--- What needs to be done ---
Using the records beneath, say how many lines contain the word "clicks", without comment.

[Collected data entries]

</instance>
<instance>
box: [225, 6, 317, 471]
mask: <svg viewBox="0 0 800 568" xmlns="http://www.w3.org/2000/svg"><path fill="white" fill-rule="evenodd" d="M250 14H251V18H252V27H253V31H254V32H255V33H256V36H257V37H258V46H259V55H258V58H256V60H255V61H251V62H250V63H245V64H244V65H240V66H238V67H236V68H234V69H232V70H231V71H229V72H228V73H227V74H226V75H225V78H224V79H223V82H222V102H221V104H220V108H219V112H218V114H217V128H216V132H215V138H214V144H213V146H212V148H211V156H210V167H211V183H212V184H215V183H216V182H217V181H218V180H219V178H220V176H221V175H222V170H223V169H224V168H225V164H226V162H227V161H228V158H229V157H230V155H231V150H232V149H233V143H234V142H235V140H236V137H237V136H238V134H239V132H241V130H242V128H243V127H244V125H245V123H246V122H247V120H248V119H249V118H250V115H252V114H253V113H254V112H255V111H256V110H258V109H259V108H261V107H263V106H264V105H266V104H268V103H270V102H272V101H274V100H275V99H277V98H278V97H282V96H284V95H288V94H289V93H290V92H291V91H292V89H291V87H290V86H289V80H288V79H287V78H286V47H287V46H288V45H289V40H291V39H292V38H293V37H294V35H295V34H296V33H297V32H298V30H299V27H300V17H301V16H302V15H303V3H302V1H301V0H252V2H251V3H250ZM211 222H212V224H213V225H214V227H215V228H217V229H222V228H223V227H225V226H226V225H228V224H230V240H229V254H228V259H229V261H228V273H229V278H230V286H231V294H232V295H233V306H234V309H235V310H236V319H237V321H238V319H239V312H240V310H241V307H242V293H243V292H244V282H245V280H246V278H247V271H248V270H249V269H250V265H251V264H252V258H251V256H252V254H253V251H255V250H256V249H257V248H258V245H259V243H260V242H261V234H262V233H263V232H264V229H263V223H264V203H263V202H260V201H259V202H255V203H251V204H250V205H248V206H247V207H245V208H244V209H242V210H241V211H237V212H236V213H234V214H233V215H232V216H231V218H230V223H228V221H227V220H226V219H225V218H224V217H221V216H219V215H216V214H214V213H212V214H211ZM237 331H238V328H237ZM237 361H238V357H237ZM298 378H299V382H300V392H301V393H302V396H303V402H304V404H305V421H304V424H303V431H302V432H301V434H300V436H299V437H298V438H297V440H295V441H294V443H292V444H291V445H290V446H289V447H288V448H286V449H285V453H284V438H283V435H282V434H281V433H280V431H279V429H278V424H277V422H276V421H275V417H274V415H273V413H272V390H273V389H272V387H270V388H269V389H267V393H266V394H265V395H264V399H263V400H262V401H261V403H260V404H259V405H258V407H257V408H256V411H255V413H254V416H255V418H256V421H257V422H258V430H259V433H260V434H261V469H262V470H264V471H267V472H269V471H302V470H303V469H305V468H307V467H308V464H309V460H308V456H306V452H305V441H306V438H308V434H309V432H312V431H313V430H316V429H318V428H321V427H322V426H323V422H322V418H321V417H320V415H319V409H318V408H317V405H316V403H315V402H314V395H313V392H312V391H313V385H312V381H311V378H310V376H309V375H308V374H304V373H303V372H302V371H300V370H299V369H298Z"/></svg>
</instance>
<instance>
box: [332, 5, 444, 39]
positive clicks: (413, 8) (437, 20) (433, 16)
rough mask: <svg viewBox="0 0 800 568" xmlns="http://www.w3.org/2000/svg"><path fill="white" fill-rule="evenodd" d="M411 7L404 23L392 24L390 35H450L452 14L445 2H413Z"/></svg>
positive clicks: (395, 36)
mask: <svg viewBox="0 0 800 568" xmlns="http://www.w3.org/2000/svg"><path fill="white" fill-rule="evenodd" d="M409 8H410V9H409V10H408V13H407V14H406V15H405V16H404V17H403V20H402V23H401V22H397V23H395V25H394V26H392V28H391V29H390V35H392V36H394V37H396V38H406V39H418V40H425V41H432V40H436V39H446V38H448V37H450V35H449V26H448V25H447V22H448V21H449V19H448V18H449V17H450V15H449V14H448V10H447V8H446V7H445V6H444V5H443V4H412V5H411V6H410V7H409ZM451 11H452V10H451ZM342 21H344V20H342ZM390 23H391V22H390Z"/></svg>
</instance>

--- Result of the exercise ---
2